**What you need to do**:
Copy out the records from the line containing "Place a point on the mud" through the line containing "[[91, 319], [477, 447]]", substituting "water puddle" for "mud puddle" and leaving everything else the same.

(Excerpts of pointing data)
---+---

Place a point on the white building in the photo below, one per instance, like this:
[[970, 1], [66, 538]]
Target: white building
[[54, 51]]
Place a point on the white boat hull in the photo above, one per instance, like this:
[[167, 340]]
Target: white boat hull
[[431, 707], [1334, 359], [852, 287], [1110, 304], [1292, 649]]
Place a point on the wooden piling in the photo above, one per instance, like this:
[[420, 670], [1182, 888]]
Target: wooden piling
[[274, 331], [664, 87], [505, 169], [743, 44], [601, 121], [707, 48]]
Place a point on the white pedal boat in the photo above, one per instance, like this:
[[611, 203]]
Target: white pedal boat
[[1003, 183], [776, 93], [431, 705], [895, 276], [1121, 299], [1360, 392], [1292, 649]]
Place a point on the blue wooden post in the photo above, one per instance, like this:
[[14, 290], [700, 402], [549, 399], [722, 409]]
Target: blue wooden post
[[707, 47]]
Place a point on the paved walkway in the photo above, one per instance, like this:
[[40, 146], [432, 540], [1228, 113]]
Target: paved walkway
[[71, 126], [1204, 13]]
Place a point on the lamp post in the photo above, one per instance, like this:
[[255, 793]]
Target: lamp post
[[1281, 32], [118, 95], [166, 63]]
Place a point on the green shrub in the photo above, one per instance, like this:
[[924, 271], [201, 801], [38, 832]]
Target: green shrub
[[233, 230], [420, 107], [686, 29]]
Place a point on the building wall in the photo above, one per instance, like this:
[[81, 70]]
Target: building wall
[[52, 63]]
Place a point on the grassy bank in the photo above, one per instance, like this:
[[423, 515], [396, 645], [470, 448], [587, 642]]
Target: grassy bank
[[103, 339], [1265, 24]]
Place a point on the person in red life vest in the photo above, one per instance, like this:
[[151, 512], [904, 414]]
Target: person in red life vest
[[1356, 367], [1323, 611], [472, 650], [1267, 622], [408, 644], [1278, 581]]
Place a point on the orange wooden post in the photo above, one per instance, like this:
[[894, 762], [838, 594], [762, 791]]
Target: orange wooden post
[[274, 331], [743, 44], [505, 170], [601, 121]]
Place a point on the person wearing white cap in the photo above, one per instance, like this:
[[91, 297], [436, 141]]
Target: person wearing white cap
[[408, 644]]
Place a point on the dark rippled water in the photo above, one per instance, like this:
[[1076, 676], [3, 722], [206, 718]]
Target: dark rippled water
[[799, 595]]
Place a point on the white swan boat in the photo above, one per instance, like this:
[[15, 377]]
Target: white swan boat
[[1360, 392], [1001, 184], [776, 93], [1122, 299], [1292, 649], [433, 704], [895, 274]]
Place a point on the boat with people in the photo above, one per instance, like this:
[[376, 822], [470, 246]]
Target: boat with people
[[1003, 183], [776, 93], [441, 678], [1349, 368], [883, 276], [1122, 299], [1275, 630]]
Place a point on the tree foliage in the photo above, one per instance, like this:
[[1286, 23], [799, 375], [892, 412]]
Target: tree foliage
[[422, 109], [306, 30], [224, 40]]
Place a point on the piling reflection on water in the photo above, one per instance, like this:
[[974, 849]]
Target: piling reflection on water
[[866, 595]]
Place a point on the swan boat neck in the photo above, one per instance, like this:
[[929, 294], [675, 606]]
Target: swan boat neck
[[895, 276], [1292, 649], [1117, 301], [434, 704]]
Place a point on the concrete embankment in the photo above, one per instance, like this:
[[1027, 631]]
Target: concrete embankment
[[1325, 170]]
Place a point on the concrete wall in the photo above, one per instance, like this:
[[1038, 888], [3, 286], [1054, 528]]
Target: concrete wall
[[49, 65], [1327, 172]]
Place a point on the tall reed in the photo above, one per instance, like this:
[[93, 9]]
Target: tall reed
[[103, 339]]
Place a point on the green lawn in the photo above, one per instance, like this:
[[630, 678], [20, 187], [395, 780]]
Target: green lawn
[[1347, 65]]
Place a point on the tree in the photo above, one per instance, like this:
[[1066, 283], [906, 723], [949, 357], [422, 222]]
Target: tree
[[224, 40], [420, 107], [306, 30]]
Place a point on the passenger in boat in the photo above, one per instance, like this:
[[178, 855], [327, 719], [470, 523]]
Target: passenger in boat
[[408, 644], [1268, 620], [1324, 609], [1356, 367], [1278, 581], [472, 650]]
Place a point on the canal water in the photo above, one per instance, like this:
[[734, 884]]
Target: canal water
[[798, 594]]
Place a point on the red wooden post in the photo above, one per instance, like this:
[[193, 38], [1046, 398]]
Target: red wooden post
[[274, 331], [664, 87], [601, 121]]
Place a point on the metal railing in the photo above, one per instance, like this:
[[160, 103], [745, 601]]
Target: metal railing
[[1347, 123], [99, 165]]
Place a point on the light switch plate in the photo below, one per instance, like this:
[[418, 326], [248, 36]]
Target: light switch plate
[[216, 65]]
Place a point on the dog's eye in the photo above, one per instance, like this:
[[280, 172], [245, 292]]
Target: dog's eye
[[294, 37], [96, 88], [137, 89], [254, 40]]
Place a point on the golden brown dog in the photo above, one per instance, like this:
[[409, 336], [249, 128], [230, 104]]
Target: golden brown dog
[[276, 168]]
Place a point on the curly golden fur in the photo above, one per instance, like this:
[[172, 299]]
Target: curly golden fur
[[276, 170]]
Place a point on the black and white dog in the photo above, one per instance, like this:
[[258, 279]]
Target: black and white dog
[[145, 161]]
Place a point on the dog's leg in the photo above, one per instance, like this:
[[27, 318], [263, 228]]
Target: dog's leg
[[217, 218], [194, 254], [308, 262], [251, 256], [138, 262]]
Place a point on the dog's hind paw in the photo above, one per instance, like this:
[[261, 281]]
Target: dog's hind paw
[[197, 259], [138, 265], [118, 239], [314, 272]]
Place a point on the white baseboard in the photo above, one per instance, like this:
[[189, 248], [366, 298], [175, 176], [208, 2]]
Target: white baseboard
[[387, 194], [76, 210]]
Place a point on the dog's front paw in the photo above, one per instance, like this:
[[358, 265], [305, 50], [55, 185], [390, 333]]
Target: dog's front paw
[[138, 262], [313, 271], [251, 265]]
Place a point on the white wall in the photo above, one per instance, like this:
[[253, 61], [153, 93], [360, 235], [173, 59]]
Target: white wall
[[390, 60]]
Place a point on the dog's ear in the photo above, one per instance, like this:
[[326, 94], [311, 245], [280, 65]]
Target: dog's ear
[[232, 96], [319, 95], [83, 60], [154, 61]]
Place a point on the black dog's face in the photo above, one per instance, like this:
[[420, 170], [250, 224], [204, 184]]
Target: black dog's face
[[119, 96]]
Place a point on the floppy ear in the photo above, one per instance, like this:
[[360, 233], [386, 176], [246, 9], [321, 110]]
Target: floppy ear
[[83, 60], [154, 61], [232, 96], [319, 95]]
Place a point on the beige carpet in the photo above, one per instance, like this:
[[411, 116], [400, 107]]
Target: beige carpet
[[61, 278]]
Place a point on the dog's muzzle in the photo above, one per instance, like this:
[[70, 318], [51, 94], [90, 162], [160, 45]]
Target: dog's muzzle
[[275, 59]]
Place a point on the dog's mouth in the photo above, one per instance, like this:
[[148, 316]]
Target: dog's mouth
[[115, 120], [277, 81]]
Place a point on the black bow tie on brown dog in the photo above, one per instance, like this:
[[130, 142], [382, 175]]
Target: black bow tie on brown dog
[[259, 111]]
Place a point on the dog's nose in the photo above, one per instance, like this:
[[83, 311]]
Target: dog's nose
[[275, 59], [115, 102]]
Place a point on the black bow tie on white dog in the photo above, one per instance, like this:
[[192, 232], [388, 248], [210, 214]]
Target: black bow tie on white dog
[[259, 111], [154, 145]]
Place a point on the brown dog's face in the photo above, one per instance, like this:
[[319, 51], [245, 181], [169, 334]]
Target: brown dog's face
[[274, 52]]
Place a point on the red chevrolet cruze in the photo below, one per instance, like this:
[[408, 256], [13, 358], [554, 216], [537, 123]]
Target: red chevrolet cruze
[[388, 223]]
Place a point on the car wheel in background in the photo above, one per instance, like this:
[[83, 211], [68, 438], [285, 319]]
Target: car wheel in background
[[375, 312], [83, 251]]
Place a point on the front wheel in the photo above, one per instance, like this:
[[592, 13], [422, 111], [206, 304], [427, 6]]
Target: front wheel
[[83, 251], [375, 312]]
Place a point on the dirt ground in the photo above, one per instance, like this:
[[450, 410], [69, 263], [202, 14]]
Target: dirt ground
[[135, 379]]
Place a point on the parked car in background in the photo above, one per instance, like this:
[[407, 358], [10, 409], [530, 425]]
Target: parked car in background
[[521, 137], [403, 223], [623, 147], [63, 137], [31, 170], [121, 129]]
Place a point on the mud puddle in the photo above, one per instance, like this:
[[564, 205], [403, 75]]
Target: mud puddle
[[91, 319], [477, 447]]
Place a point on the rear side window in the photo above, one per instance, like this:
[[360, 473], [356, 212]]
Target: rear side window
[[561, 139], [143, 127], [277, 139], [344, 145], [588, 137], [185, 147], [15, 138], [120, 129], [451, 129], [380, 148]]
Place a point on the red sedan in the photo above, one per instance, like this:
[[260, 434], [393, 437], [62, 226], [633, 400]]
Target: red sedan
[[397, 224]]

---+---

**Finished answer**:
Place a point on the water puddle in the photo above, one per instance, like this:
[[564, 205], [403, 75]]
Target: water puddle
[[91, 319], [477, 447]]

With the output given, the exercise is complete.